The Big Think

October 13, 2014

The Centers for Disease Control Loses Its Grip

Filed under: Politics — jasony @ 12:39 pm

The Centers for Disease Control Loses Its Grip:

“I have lived long enough, now, to have seen it again and again. Something goes badly wrong involving a corporation, a university, a religious denomination, or a branch of government, and the executive in charge or a designated minion goes before the press to engage in what is euphemistically called ‘damage control.’ The spokesman does not level with the public. He or she tries to be reassuring and — more often than not — by lying, succeeds in undermining confidence in the institution he or she represents.

This is what is now going on with the Centers for Disease Control. In recent years, this well-respected outfit has branched out, opining in a politically correct manner on one issue after another outside its proper remit. Now it is faced with a matter absolutely central to its responsibilities — actual disease control — and it flips and flops and flounders because the ultimate boss, the President of the United States, cannot bring himself to put limits on contacts between Americans and the citizens of the countries in Africa where there is an Ebola epidemic.

There is only one way to prevent the spread of an epidemic, and that is quarantine. No medical professional with any sense would suggest that we should admit individuals from Liberia to the United States at this time, and no medical professional worth his or her salt would say that we can test for the disease when the prospective visitor arrives at Immigration and Passport Control. Like most diseases, Ebola has an incubation period. Early on, there are no symptoms: none at all. There is no reliable way to tell whether those arriving at our ports of entry have contracted the disease or not. If we do not want it coming here, for a time, we have to keep everyone out who has been in that neck of the woods.

And what are we told by the authorities? That cutting off contact would contribute to the spread of the epidemic. ‘Just how?’ we are entitled to ask. But no explanation is given because, of course, there is none. We were also told that the disease would not come here. And, when it did come here, we were told that it could easily be contained. And, when it was not contained and a medical professional wearing all the proper gear came down with the disease, we were told that he did not follow the protocol.”

(Data shown):
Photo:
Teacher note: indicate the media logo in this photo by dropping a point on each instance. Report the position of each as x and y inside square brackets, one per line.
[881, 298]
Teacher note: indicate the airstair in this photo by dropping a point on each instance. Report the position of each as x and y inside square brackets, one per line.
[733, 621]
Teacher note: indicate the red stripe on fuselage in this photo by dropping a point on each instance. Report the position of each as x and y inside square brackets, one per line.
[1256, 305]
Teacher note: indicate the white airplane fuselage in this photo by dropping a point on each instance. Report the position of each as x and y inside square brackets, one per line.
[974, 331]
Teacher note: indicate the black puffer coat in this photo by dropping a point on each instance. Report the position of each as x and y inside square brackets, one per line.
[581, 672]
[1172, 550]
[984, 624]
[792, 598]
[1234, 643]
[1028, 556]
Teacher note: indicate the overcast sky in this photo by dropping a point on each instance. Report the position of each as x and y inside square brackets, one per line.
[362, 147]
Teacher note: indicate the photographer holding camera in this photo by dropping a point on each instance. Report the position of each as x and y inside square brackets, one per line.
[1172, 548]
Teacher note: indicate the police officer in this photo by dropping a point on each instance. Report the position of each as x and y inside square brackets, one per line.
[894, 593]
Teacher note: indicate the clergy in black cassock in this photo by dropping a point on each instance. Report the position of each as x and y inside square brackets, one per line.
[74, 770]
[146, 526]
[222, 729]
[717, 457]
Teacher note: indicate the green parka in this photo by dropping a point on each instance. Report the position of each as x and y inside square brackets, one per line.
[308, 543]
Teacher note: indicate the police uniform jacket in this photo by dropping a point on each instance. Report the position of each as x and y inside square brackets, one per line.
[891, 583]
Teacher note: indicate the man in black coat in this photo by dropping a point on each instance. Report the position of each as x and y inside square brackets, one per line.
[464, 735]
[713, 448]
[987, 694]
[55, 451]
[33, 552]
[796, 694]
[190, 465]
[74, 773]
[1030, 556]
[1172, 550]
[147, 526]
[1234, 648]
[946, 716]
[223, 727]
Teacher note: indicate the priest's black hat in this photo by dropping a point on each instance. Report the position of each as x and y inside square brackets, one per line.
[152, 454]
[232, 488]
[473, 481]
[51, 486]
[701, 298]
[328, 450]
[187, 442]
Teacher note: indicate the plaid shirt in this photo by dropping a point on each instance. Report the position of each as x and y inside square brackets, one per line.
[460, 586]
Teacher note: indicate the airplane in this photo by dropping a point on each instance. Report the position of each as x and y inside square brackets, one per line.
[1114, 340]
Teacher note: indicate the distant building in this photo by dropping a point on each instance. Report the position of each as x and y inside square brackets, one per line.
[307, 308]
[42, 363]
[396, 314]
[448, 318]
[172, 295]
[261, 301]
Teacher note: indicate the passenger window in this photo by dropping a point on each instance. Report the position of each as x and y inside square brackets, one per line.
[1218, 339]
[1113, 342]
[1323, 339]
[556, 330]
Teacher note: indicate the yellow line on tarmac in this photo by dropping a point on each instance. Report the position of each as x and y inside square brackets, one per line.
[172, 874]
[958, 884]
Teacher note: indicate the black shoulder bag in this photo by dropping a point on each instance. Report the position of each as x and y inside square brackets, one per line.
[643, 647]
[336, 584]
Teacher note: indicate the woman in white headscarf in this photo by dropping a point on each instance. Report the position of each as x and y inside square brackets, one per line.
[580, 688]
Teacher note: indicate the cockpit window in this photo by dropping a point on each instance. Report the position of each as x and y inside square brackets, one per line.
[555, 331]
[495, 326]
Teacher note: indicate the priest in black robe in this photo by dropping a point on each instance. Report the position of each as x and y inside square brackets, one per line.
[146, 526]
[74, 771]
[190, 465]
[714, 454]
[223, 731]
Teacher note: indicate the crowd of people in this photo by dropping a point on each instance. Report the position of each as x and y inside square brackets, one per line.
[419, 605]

(Exercises):
1) List every kind of institution that the post about the Centers for Disease Control names in its sentence on things going badly wrong.
2) Quote everything in the post about the Centers for Disease Control from "The Big Think" down to "or she represents.".

(Solutions per task):
1)
- a corporation
- a university
- a religious denomination
- a branch of government

2)
The Big Think

October 13, 2014

The Centers for Disease Control Loses Its Grip

Filed under: Politics — jasony @ 12:39 pm

The Centers for Disease Control Loses Its Grip:

“I have lived long enough, now, to have seen it again and again. Something goes badly wrong involving a corporation, a university, a religious denomination, or a branch of government, and the executive in charge or a designated minion goes before the press to engage in what is euphemistically called ‘damage control.’ The spokesman does not level with the public. He or she tries to be reassuring and — more often than not — by lying, succeeds in undermining confidence in the institution he or she represents.